▶ _PROVIDED INFORMATION_:

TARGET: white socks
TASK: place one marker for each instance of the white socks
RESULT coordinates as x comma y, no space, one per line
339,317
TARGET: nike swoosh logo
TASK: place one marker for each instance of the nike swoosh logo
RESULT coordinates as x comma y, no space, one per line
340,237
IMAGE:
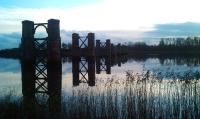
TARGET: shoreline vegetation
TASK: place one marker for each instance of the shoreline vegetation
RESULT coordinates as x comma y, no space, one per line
139,96
166,46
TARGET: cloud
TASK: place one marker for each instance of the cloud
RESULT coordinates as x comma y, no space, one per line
175,29
11,40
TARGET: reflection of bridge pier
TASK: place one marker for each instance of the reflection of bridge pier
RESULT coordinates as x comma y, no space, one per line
41,67
103,56
83,59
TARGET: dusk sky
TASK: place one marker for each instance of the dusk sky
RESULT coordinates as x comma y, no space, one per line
130,19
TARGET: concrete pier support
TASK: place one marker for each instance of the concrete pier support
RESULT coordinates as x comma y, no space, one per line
28,69
91,59
75,60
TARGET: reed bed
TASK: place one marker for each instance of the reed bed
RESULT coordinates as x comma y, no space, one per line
139,96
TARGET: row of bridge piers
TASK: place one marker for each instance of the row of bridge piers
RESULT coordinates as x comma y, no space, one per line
41,63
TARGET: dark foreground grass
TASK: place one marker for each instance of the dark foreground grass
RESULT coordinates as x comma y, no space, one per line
140,96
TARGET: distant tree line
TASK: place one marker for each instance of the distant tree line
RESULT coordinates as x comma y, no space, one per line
166,45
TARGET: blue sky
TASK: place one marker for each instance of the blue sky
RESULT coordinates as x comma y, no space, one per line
44,3
120,20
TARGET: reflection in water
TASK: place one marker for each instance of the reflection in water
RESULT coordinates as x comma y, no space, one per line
34,91
140,94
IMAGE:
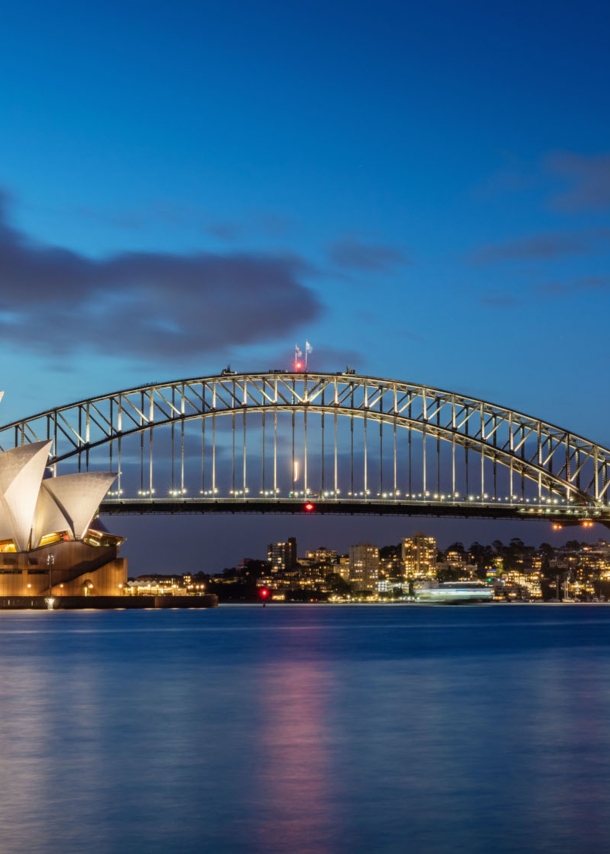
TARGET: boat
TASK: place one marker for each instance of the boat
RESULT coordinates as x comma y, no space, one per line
453,592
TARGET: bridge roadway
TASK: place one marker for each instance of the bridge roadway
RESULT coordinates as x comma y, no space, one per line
557,515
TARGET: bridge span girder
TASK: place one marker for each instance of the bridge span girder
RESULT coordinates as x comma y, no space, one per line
351,440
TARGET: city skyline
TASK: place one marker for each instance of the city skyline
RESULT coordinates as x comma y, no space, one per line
396,185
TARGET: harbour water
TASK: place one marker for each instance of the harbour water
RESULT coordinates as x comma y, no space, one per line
306,729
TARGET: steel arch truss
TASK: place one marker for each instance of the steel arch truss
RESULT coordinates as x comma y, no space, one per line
566,471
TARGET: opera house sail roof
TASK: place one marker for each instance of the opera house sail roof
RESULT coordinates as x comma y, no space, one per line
32,506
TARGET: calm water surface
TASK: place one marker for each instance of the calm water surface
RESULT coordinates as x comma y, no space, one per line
306,729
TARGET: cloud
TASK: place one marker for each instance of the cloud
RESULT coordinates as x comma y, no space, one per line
542,246
354,255
584,283
588,179
226,231
497,300
146,305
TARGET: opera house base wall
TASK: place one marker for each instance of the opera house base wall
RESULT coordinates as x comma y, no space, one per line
105,603
67,568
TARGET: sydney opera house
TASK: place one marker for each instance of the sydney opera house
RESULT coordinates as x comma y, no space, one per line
50,544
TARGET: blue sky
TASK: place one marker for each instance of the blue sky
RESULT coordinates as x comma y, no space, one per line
421,189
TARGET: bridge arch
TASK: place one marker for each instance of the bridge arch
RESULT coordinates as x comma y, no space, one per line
269,439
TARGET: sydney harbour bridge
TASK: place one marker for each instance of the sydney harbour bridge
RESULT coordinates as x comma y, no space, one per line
285,441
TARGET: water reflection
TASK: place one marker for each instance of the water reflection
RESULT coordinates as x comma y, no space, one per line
296,774
305,730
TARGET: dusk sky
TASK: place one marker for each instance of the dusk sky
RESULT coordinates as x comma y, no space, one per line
420,189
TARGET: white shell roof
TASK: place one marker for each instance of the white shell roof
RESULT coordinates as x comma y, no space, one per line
31,507
21,472
78,496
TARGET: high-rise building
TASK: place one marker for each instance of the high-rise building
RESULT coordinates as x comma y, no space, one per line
419,555
363,566
322,555
282,556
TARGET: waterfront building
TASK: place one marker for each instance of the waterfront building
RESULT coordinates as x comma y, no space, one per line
50,544
322,555
419,556
283,556
363,566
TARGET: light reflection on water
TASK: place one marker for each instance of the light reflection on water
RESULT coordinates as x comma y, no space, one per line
305,729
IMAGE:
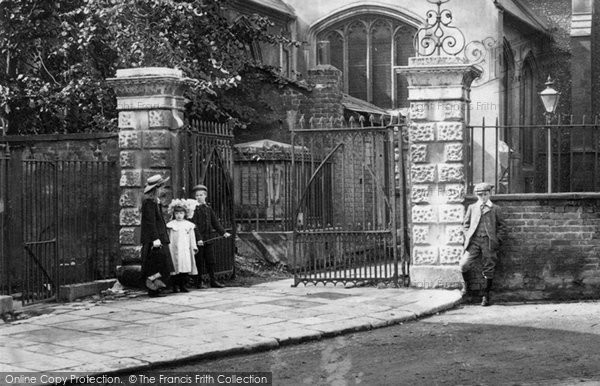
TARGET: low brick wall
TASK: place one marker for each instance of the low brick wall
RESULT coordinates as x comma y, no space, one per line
552,250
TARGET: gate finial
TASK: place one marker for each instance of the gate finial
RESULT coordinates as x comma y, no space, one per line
437,36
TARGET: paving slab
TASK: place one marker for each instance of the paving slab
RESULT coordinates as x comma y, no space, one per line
132,333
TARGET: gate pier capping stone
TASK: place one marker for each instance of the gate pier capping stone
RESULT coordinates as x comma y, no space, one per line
150,103
439,88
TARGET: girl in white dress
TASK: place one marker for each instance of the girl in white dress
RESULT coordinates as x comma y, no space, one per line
183,245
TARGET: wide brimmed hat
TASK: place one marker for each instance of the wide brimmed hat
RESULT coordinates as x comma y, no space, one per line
199,187
483,187
154,182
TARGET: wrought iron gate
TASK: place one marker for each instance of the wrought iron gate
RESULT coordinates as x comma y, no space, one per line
346,216
58,225
39,214
208,160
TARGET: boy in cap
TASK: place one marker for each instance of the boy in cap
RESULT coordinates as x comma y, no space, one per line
484,228
205,220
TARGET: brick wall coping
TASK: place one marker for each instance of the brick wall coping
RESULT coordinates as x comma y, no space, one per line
57,137
541,196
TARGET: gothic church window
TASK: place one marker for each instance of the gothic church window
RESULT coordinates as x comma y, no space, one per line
366,48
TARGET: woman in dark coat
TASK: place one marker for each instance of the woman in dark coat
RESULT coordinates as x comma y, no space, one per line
156,258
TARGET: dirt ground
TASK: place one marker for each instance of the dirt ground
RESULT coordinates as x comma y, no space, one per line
435,351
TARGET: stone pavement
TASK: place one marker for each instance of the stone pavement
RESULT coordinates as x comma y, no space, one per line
131,334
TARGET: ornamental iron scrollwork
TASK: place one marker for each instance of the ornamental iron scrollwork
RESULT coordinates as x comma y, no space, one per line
437,36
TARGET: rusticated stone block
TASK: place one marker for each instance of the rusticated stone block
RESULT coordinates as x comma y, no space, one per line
418,153
450,131
453,152
158,118
131,254
160,158
425,255
422,132
419,110
419,193
130,198
422,173
451,213
127,236
126,120
454,234
454,110
130,217
129,158
420,234
131,178
423,214
451,172
147,173
455,193
450,255
129,139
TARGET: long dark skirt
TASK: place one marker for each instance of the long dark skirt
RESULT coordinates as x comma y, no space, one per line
156,260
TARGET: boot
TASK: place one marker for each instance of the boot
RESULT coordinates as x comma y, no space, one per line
175,283
199,283
465,284
486,300
183,282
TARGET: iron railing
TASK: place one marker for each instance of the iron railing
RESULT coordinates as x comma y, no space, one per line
561,156
208,160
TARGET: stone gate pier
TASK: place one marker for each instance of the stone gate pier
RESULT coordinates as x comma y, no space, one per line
151,110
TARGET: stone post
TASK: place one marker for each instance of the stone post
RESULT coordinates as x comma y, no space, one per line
150,103
439,89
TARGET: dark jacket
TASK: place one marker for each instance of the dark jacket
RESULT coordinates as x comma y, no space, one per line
153,223
494,224
206,220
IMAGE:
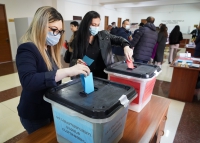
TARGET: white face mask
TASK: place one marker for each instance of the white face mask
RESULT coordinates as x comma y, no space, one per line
52,40
94,30
127,27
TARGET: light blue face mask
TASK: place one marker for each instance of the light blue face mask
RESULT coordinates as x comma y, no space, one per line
94,30
52,40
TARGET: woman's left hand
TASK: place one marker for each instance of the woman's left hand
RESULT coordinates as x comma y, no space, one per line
128,53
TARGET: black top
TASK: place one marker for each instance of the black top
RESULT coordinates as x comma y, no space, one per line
35,80
144,41
94,52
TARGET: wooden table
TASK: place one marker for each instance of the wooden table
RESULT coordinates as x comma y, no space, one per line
190,50
183,83
140,127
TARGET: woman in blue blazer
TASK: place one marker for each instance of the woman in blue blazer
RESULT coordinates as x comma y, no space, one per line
39,67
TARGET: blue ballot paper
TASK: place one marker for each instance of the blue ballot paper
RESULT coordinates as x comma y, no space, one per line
88,60
87,83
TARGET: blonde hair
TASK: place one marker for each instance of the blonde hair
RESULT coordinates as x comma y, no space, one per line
37,33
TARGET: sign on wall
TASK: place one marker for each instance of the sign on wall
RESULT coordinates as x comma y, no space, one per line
172,21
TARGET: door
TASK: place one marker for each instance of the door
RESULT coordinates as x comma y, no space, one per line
119,22
106,22
143,21
5,51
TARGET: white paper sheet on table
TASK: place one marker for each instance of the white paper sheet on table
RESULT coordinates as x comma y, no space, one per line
183,55
195,59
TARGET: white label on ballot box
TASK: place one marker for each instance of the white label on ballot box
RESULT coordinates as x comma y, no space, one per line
115,127
74,129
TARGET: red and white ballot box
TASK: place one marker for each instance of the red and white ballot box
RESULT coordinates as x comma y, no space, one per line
142,78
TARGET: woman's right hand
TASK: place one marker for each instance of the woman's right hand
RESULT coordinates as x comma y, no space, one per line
79,61
79,69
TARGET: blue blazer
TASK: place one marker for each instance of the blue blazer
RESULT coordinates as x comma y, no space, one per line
35,80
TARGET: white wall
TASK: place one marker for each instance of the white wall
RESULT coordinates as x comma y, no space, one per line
18,9
187,14
70,8
113,13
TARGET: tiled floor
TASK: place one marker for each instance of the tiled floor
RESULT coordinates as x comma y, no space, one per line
10,89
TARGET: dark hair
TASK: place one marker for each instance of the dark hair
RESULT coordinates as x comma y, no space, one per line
83,34
124,21
75,23
150,19
141,24
174,35
54,15
113,23
163,29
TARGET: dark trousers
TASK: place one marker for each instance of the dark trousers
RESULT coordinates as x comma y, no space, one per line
33,125
140,61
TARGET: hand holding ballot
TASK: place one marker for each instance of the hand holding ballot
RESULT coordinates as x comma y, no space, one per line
128,52
130,64
80,69
87,82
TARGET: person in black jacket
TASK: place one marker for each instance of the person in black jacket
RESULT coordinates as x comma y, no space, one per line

▶ _INSTRUCTION_: Extract the closing run of lines, starting with the one containing "TARGET: red and white ballot box" and ending at the last, exactly as written.

▶ _EXERCISE OUTPUT_:
TARGET: red and white ballot box
TASK: place one marker for each instance of the red and white ballot box
RESULT coordinates as x comma y, no space, one per line
142,78
TARGET: woman's right hand
TASK: place one marker for each instance of the woman's right hand
RESULT coordinates as x comma y, no space, one per line
79,61
79,69
TARGET: blue blazer
TASK: place one marker for each instance of the blue blazer
RESULT coordinates as x comma y, no space, one per line
35,80
TARGET: white wall
TASK: place one marker for each instance of the white wall
RESULT coordinates as x comma y, no space, one per line
18,9
187,14
70,8
113,13
TARGET: tiled floor
TASK: place one marker for each instance of the tiled floor
RESULT coordinates as x comma y, no space, one per line
10,89
TARGET: dark hair
TASK: place one marker for each instance of the dark hair
RESULT coordinates as x comma y, no space, one per line
83,34
124,21
75,23
150,19
141,24
174,35
54,15
113,23
163,29
TARGET: dark trousers
TASK: place one marker for each instance of the dark trousers
RESULT coordinates as x comma y, no space, one per line
33,125
140,61
TARGET: hand holding ballot
TASK: place one marker for each instance of the hand holding ballot
RESULT coordinates as x comma y, no space, one per line
128,52
130,64
80,69
87,82
TARGET: person in black jacket
TASK: place one marker for each instance of the person in black jacket
RESULT coordinates as x comma y, no space, one per line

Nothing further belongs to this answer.